**INFORMATION SHOWN:**
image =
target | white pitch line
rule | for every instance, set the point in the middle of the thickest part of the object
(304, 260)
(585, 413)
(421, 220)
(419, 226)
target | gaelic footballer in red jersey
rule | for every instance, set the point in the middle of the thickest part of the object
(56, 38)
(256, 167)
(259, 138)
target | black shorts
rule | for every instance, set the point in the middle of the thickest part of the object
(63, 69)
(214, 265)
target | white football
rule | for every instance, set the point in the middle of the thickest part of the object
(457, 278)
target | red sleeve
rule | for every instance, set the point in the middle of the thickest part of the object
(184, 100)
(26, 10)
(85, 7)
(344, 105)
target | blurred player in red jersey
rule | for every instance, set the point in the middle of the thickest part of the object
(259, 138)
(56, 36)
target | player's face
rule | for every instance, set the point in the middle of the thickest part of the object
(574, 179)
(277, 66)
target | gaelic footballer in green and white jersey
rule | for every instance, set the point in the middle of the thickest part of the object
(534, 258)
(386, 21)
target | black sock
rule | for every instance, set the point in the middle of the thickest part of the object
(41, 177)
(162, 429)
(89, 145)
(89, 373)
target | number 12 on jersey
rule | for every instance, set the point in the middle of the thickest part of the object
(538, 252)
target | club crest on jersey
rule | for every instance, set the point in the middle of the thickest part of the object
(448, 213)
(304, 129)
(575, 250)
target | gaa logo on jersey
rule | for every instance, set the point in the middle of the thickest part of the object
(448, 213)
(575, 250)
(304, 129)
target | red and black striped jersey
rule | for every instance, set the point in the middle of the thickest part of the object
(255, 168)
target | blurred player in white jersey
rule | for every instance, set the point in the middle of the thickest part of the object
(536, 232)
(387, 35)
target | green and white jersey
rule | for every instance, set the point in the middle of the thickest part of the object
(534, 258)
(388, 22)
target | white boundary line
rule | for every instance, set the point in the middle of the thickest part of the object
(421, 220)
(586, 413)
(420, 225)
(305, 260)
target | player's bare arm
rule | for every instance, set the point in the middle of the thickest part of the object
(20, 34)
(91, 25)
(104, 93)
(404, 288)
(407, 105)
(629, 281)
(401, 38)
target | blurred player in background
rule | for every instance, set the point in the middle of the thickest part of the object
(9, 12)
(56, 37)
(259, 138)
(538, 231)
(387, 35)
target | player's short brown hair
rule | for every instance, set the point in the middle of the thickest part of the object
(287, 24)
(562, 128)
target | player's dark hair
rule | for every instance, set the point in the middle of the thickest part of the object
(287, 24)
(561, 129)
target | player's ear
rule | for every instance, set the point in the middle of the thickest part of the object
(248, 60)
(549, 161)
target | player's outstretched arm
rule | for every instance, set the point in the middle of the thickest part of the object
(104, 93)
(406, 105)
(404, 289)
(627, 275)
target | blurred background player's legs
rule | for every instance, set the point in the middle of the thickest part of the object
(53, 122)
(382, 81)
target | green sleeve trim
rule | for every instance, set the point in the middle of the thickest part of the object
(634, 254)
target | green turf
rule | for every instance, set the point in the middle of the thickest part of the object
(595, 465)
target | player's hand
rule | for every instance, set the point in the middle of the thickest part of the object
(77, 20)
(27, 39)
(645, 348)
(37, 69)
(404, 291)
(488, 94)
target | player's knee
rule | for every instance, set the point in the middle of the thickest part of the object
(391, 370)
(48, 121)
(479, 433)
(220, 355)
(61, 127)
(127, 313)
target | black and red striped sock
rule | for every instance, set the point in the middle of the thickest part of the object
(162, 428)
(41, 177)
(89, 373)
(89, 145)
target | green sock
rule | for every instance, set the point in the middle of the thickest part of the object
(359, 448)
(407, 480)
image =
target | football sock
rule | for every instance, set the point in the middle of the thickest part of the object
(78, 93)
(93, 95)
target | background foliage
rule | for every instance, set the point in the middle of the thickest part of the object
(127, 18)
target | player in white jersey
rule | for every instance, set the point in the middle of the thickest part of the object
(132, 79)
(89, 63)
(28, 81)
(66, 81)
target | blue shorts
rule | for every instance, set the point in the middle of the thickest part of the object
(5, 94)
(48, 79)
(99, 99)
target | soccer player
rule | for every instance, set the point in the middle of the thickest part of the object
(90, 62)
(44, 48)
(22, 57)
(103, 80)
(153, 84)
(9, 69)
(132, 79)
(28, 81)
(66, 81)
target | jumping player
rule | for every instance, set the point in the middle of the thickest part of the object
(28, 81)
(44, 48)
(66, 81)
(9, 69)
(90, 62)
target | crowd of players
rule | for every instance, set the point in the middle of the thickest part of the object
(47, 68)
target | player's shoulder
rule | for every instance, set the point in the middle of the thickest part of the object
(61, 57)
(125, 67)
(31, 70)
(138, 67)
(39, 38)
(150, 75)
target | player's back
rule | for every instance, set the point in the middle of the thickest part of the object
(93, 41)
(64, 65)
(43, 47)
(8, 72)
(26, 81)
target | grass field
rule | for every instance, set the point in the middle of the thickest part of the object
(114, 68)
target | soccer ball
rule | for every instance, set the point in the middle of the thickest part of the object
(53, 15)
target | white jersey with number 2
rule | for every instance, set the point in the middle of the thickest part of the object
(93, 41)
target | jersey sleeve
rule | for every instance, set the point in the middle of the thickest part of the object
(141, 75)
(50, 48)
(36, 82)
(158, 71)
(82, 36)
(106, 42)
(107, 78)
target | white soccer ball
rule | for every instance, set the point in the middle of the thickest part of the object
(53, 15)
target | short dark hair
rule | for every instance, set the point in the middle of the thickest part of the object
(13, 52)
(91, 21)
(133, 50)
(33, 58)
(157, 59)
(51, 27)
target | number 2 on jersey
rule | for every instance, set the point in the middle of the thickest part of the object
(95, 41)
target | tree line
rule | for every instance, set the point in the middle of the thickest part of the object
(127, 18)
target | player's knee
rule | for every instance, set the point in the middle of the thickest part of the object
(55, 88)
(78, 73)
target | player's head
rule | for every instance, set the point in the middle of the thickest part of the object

**INSTRUCTIONS FOR THE TASK:** Give the exact lines, and only those, from the line containing "target | player in white jersey" through the line containing "target | player's shoulder" in the entries above.

**OUTPUT FOR THIS EXERCISE:**
target | player in white jersey
rule | for every instance, set the point in the middle of the thickest part of the object
(132, 79)
(89, 63)
(28, 81)
(66, 81)
target | blue shorts
rule | for every instance, set the point in the middle of the thickest part of the object
(5, 94)
(48, 79)
(99, 99)
target | soccer player
rule | for every instance, set the point in the middle of the thickest part of the object
(90, 62)
(44, 48)
(22, 57)
(103, 80)
(153, 84)
(9, 69)
(132, 79)
(28, 81)
(66, 81)
target | jumping player
rule | for every instance, set the point in the middle of the thickest part of the object
(28, 81)
(44, 48)
(66, 81)
(9, 69)
(90, 62)
target | crowd of players
rule | for every instance, set the point in the middle of the thickest part of the object
(47, 68)
target | player's shoulder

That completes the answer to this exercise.